Start of Material for this task

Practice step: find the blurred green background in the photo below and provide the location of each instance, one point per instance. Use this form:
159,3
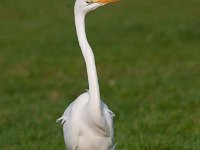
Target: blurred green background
148,61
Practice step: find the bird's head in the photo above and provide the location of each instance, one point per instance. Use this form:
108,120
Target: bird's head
85,6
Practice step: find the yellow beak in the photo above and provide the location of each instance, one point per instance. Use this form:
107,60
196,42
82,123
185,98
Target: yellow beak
106,1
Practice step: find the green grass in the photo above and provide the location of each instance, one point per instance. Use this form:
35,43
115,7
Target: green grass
148,61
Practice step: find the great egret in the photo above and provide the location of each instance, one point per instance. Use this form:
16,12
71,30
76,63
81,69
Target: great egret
87,121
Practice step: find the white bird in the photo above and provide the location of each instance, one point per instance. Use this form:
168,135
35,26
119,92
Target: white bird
87,121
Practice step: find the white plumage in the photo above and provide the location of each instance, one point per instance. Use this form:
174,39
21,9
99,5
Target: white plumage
87,121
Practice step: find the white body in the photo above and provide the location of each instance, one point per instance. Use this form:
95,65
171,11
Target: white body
83,131
87,122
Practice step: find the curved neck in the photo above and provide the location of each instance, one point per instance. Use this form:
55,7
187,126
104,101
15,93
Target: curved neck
89,58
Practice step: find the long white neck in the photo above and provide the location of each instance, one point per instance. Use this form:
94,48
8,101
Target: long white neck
89,59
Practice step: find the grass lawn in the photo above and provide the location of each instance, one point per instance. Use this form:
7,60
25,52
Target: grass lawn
148,61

End of Material for this task

Exercise details
The records above are to be set down exactly as written, with no images.

Response below
Practice step: find the blurred green background in the photo below and provide the location of each instance, one point per instance. Use this form:
159,3
Target: blurred green background
148,61
Practice step: find the bird's head in the photo above and provide the location of each instance, one point per instance. Use this form:
108,120
Target: bird's head
85,6
Practice step: find the yellow beak in the photo above and provide the location of each instance, one point per instance. Use this form:
107,60
196,42
82,123
185,98
Target: yellow beak
106,1
Practice step: find the green grass in the photo above and provide the location of each instance, one point per instance. Use this form:
35,43
115,7
Target: green grass
148,61
Practice step: find the great egret in the photo above and provide the location of each instance, one point per instance. Use this form:
16,12
71,30
76,63
81,69
Target: great egret
87,121
Practice step: find the white bird in the photo above and provide the location of each instance, one point per instance. Use this form:
168,135
35,26
119,92
Target: white bird
87,121
Practice step: find the white plumage in the photo above and provide the location of each instance, one point per instance. Use this form:
174,39
21,9
99,5
Target: white plumage
87,121
Practice step: find the white body in the photo above and provide the location of each instance, one point per instance. Use this form:
95,65
171,11
Target: white body
83,131
87,122
Practice step: find the curved neck in the photo above and provide the location of each instance, one point per instance. Use this form:
55,7
187,126
104,101
15,93
Target: curved neck
89,58
Practice step: find the long white neck in the photo above and provide the location of each instance, one point per instance. Use this form:
94,48
8,101
Target: long white neck
89,59
Practice step: find the grass lawn in the photo above and provide the location of each instance, one point per instance. Use this form:
7,60
25,52
Target: grass lawn
148,61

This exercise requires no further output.